WRITTEN REQUEST
Convert all the items below into a two-column CSV headed text and answer, with one row per item. Put each item's text and its answer in one quoted field apiece, replacing line breaks with spaces.

─── DATA LISTING

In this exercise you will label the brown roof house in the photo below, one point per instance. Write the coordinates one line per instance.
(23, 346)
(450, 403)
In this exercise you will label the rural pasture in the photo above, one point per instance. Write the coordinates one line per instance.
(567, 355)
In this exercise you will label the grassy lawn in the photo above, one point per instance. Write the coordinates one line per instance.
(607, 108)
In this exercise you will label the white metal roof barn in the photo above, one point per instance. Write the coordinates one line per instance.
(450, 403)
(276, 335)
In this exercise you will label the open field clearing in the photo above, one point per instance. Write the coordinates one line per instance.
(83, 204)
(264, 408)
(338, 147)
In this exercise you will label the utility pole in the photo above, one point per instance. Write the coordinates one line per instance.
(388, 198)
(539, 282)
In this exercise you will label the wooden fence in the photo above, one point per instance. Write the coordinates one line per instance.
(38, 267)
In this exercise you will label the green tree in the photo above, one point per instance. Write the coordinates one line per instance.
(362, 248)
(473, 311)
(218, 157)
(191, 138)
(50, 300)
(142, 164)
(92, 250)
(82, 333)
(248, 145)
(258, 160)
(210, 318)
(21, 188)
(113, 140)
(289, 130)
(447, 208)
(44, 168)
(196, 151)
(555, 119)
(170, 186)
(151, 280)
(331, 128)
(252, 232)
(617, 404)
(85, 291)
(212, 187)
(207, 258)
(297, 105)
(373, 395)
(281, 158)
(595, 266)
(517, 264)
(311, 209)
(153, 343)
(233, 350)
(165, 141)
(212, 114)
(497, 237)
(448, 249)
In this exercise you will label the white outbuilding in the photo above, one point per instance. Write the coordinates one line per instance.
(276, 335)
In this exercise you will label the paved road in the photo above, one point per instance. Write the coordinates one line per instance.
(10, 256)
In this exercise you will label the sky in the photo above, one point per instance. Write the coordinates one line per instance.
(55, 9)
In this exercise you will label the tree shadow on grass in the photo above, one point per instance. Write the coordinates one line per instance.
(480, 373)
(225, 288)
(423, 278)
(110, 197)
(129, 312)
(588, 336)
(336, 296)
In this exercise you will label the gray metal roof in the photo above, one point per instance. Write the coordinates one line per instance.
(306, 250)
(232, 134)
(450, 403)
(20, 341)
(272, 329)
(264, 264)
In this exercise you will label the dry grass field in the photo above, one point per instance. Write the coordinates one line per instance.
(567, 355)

──────

EXERCISE RESULT
text,answer
"In this exercise you will label the brown roof house in the photo below, one point per instance. Write the coordinates one line per instance.","(23, 346) (450, 403)"
"In this exercise you will label the rural pasture in the photo above, one point per instance. Write the coordinates one line per instance.","(567, 355)"
"In this exercise you will label the grassy lawn in the photo above, one point per instance. Write the coordinates one line per instance.","(607, 108)"
"In this exercise you will label the white metal roof barn in the photo above, one point per instance. Write the coordinates one line per instance.","(450, 403) (276, 335)"
"In this exercise you will label the open field clearing in the photo above, one point per instance. Write the coordinates one line per instance.","(83, 204) (264, 408) (338, 147)"
"In this exercise you will label the utility pole in the photo above, one point per instance. Write the coordinates one line per instance.","(388, 198) (539, 282)"
"In this exercise you will label the wooden fence in the photo above, one point per instance. Write the coordinates one line per instance.","(38, 267)"
"In this exercise you will label the green tree in the photo above, one point per instance. Write the coordinates one line per instance.","(362, 248) (473, 311) (218, 157) (191, 138) (50, 300) (142, 164) (92, 250) (82, 333) (248, 145) (258, 160) (210, 318) (21, 188) (113, 140) (289, 130) (447, 208) (44, 168) (196, 151) (555, 119) (170, 186) (151, 280) (331, 128) (252, 232) (617, 404) (85, 291) (212, 187) (207, 258) (297, 105) (373, 395) (281, 158) (595, 266) (517, 264) (311, 209) (153, 343) (233, 350) (165, 141) (212, 114) (497, 237) (448, 249)"
"In this exercise you will label the white outbuilding in the photo above, one point per instance. Write the coordinates one line per instance.","(276, 335)"
"In this exercise you will label the paved road in the photo above, one point per instance. Write the coordinates one line per instance.","(10, 256)"
"In this exercise you will label the sky in the photo above, one point per instance. Write the coordinates one line per instance.","(55, 9)"
"In this exercise you will label the tree shadow on grass in the photo above, one point per instance. Write the coordinates one line per instance.","(480, 373) (225, 288) (423, 278) (110, 197) (129, 312) (588, 336) (336, 296)"
"In this exercise you will label the gray metal roof in the photo above, one point per instance. Write the coordinates one line per instance.","(306, 250) (232, 134) (450, 403) (20, 341) (272, 329) (264, 264)"
"In this exercise you will label the dry grass field in the photo above, one point per instance. Write the coordinates one line per instance.","(567, 355)"